## [SCHRIFTLICHE AUFGABE 1]
Schreiben Sie aus dem Text zur Berufsbetreuung den Abschnitt von „Gemäß § 1897“ bis einschließlich „Berufsbetreuer eingesetzt werden.“ wortgetreu ab.

Eine rechtliche Betreuung setzt voraus, dass die Betreuer Verständnis und Fachwissen bezüglich der Erkrankung bzw. Behinderung ihrer Betreuten besitzen.
Gemäß § 1897 Abs. 6 BGB gilt der Vorrang der ehrenamtlichen Betreuung vor einer berufsmäßig geführten Betreuung. Dieser Vorrang der ehrenamtlichen Betreuung vor der Berufsbetreuung kann aber nicht ausnahmslos gelten. Sind besondere berufliche Fachkenntnisse, Fähigkeiten und Erfahrungen für die Führung der Betreuung erforderlich, soll ein Berufsbetreuer eingesetzt werden.
2. Kriterien für die Bestellung eines Berufsbetreuers
ln Frage kommen kann die Bestellung eines Berufsbetreuers bei:
- psychischen Erkrankungen,
- gerontopsychiatrischen Erkrankungen,
- schwierigen medizinischen Fragestellungen,
- schwierigem Umfeld,
- ständiger Verschiebung der Problembereiche,
- unklarer Betreuungsprognose,
- Neigung zur Gewalt,
- komplexer Vermögensverwaltung
- Interessenkollisionen
- umfassenden Aufgabenkreisen
3. Tätigkeitsprofil eines Berufsbetreuers
- selbständige, verantwortungsbewusste persönliche Betreuung und rechtliche Vertretung der Betreuten im Rahmen der vom zuständigen Amtsgericht festgelegten Aufgabenkreise
- Sicherung eines regelmäßigen Kontaktes zum Betreuten und der notwendigen Interaktion mit dessen persönlichen und sozialen Umfeld
- Förderung der Eigenständigkeit, der Entscheidungskompetenz der Betreuten und Entwicklung von Bewältigungsstrategien in Konfliktsituationen mit dem Ziel der Eingrenzung bzw. Aufhebung der Betreuung
- Verwaltungsmäßige Erfassung und Führung der Betreuungen, Rechnungslegung, Schlussrechnung und Berichterstattung
4. Voraussetzungen
4.1 Fachliche Voraussetzungen
Der zukünftige Berufsbetreuer sollte über einen Beruf, der nutzbare Kenntnisse zur Führung einer Betreuung vermittelt, verfügen. Nutzbare Kenntnisse für den Berufsbetreuer werden dabei insbesondere bei Angehörigen folgender Berufsgruppen als gegeben vorausgesetzt:
- Sozialarbeiter/Sozialpädagogen
- Psychologen
- Juristen
- medizinisches Fachpersonal
- Verwaltungsfachkräfte
- Betriebswirte
In diesen vorgenannten Berufsgruppen sollte eine Fachhochschul- oder eine Hochschulausbildung nachgewiesen werden.

## [SCHRIFTLICHE AUFGABE 2]
Schreiben Sie die Zeilen der Auflistung ab der Zeile mit „query | packed snow surface“ bis einschließlich zum Ende der Auflistung als nummerierte Liste um. Lassen Sie dabei Leerzeilen weg.

## [MATERIAL ZUR AUFGABE]
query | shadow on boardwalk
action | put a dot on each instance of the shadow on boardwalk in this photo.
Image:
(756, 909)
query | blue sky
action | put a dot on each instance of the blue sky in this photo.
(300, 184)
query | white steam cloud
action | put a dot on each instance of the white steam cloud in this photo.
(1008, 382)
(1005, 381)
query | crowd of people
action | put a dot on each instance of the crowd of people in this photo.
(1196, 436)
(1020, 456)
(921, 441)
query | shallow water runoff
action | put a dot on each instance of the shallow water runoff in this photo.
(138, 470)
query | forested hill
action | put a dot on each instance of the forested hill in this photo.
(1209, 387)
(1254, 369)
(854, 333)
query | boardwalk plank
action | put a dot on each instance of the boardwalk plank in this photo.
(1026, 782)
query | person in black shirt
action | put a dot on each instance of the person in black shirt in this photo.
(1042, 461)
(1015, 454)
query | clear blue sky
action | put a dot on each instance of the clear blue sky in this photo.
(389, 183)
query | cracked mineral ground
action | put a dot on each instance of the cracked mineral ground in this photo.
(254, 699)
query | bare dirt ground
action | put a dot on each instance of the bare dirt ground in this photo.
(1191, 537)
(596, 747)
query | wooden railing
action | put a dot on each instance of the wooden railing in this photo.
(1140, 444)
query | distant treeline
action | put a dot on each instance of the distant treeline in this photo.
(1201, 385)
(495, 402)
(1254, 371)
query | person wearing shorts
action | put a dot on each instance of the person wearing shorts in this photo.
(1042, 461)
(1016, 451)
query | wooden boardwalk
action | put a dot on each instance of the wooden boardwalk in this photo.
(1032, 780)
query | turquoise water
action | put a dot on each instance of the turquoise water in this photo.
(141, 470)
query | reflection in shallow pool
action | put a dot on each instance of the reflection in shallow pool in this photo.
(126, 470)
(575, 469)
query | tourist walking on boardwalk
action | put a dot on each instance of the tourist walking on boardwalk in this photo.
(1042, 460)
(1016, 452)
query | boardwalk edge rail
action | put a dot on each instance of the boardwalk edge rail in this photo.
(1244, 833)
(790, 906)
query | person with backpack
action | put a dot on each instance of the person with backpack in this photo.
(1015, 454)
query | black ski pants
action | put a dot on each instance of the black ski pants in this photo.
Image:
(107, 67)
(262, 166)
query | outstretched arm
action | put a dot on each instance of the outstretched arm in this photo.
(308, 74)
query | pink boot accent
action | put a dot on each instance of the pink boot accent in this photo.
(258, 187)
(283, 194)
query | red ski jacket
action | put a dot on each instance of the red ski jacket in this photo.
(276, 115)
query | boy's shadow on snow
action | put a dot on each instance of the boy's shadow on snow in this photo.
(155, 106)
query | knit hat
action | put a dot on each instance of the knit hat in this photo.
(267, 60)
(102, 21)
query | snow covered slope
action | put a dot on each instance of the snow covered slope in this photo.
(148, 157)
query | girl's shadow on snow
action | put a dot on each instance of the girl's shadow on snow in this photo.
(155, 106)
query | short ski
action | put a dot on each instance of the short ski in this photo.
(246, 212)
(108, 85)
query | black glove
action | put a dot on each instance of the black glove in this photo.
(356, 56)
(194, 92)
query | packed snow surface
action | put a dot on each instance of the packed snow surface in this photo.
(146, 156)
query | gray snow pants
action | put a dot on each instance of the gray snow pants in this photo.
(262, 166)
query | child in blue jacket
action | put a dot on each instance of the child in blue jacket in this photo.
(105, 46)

## [SCHRIFTLICHE LÖSUNG 1]
Gemäß § 1897 Abs. 6 BGB gilt der Vorrang der ehrenamtlichen Betreuung vor einer berufsmäßig geführten Betreuung. Dieser Vorrang der ehrenamtlichen Betreuung vor der Berufsbetreuung kann aber nicht ausnahmslos gelten. Sind besondere berufliche Fachkenntnisse, Fähigkeiten und Erfahrungen für die Führung der Betreuung erforderlich, soll ein Berufsbetreuer eingesetzt werden.

## [SCHRIFTLICHE LÖSUNG 2]
1. query | packed snow surface
2. action | put a dot on each instance of the packed snow surface in this photo.
3. (146, 156)
4. query | gray snow pants
5. action | put a dot on each instance of the gray snow pants in this photo.
6. (262, 166)
7. query | child in blue jacket
8. action | put a dot on each instance of the child in blue jacket in this photo.
9. (105, 46)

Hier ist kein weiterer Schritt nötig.